_Work to be completed_. Each line below should be quoted exactly, please.

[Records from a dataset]
▼
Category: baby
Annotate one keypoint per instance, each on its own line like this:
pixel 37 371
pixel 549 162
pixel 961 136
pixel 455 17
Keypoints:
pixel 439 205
▲
_Result for this task_.
Category: baby
Annotate one keypoint per instance, each on its own line like this:
pixel 37 371
pixel 549 162
pixel 961 136
pixel 455 17
Keypoints:
pixel 439 205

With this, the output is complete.